Day 24 Albany – The Arch, Blowholes and Di’s nemesis (the snake)

Today we have woken to a nice day and our tour today was down the western side of the King George Sound to West Cape Howe National park. There are a number of natural features here which are interesting and spectacular. First was a walking trail down to Dunsky’s Beach which is a bit of rugged coastline on the way out to “The Gap”. 
Dunsky’s Beach
Snake 1 Crowned snake

 A short walk from the car park takes you down onto the rocks and had some great views back along the coast. On our return we had the first of three encounters with Di’s nemesis the snake. On the last set of steps at the top landing there was a Crowned Snake these little fellows grow to about 30 to 35 cm long and are “mildly venomous”. Di managed to step over it and didn’t see it and was “not happy Jan” when I pointed it out. 

The Arch

The Gap

Looking back from the Gap

Not to worry probably won’t see any more (oh how I was to eat these words). Next stop was a few km’s further on and was called the bridge and is a similar formation to the London bridge at the 12 apostles. There was a bit of swell running and the water wasn’t quite as spectacular as it could have been. None the less it was well worth the effort. A little further on the same walking track is the gap and even with the relatively small swell running this was spectacular. The waves entering this small, narrow cleft in the rocks produced some explosive wave action. Back in the car and a few more kms were the blow holes. This was by far the longest and hardest walk of the day with a steep decline to negotiate and steps and the blow holes were not performing today as the swell wasn’t quite large enough. That said the noise coming from the blow holes was like the earth breathing. Gaz and I ventured down to the outlet in the rock face and nearly got blown of our feet with the air movements. The actual holes in the crevice would be no more than a meter square and the air comes out in a rush. I can only imaging the effect if the swells were larger and the holes were spouting water.

## RECORD EXTRACTS
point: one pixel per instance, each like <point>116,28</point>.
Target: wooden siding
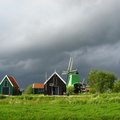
<point>54,86</point>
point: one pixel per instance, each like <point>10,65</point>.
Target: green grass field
<point>82,107</point>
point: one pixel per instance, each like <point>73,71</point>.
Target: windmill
<point>72,75</point>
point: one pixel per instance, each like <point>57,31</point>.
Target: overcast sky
<point>39,36</point>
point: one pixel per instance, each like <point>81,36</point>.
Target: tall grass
<point>29,107</point>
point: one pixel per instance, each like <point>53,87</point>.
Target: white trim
<point>52,75</point>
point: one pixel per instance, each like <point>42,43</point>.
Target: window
<point>5,83</point>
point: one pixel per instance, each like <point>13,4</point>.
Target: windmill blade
<point>70,64</point>
<point>64,72</point>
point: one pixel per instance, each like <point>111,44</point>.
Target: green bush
<point>92,90</point>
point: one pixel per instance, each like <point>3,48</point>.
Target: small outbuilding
<point>9,86</point>
<point>38,88</point>
<point>54,85</point>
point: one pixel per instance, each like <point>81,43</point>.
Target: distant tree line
<point>102,81</point>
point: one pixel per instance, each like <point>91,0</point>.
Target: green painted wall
<point>38,90</point>
<point>73,79</point>
<point>8,85</point>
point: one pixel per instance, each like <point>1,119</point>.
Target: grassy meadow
<point>78,107</point>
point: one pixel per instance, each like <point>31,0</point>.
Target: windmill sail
<point>72,75</point>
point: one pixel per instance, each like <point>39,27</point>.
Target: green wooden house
<point>9,86</point>
<point>38,88</point>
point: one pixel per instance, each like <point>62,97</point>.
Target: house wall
<point>8,85</point>
<point>38,90</point>
<point>54,82</point>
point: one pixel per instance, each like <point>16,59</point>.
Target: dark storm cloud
<point>40,36</point>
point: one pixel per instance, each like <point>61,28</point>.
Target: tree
<point>116,87</point>
<point>101,80</point>
<point>29,90</point>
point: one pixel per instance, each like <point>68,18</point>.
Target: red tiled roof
<point>38,85</point>
<point>13,81</point>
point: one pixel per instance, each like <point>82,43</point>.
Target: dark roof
<point>55,73</point>
<point>38,85</point>
<point>12,80</point>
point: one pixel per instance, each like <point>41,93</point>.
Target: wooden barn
<point>9,86</point>
<point>38,88</point>
<point>54,85</point>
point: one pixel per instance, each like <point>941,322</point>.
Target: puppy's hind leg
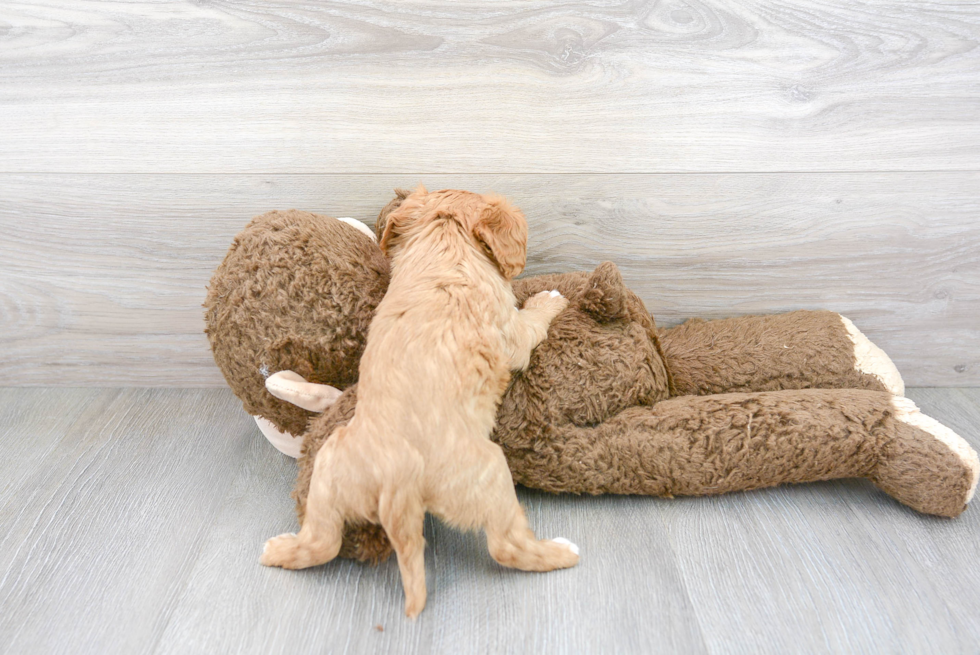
<point>509,539</point>
<point>402,515</point>
<point>319,540</point>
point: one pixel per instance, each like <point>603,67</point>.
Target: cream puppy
<point>438,358</point>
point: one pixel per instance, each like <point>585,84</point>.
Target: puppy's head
<point>493,224</point>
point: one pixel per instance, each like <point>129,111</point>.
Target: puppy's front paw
<point>551,301</point>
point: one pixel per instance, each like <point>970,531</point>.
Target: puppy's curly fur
<point>438,359</point>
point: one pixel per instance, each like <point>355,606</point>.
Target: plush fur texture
<point>609,403</point>
<point>439,354</point>
<point>798,350</point>
<point>274,302</point>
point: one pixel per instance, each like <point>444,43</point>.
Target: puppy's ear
<point>502,231</point>
<point>391,224</point>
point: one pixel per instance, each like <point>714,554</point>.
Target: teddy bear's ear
<point>502,231</point>
<point>605,297</point>
<point>390,224</point>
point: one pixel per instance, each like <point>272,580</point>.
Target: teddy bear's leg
<point>699,445</point>
<point>797,350</point>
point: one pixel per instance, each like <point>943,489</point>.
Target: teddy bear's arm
<point>701,445</point>
<point>797,350</point>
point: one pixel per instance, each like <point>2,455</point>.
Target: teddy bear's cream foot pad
<point>907,412</point>
<point>359,226</point>
<point>284,442</point>
<point>293,388</point>
<point>870,359</point>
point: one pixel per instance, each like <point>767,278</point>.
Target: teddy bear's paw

## TASKS
**A)** According to the Albany diary entry, how long do Crowned Snakes grow?
**B)** Pick up the Albany diary entry after its final sentence and continue the account of the day in the same voice.

## RESPONSES
**A)** They grow to about 30 to 35 cm long.

**B)**
Snake  3 Same as snake 2
snake 2 Barbick Snake

Our return journey up the walk way was not without excitement. We came across not 1 but 2 snakes about 500 mtrs apart. They are known as Barbick snakes over here and like our other friend only grow to about 30 to 35cm long and are also “mildly venomous”.  Those of you who know Di know how she loves snakes and, well this sort of didn’t help her be at one with nature any time soon. I found them quite interesting and felt a little important as I became the “sacrificial lamb” to shepherd Di around the little fellows. 

It seemed lunch was now in order so we took ourselves and our picnic lunch off to the Discovery Bay Centre and had a late lunch on the beach.  Munchies completed we headed back towards Albany and the wind power observation area. Albany has a wind generation set up and this is about as close as I’ve ever seen anyone get to these things. At the closest point we were literally almost directly under the spinning blades. There are 12 in the farm and they generate a significant portion of Albany’s power requirements. Next stop was Limeburners Distillery and the thought of a single malt whiskey, alas it was not to be at more than $300  a 750 ml bottle there are more pressing things to buy, the coffee there however was more than acceptable. A fitting end to the day.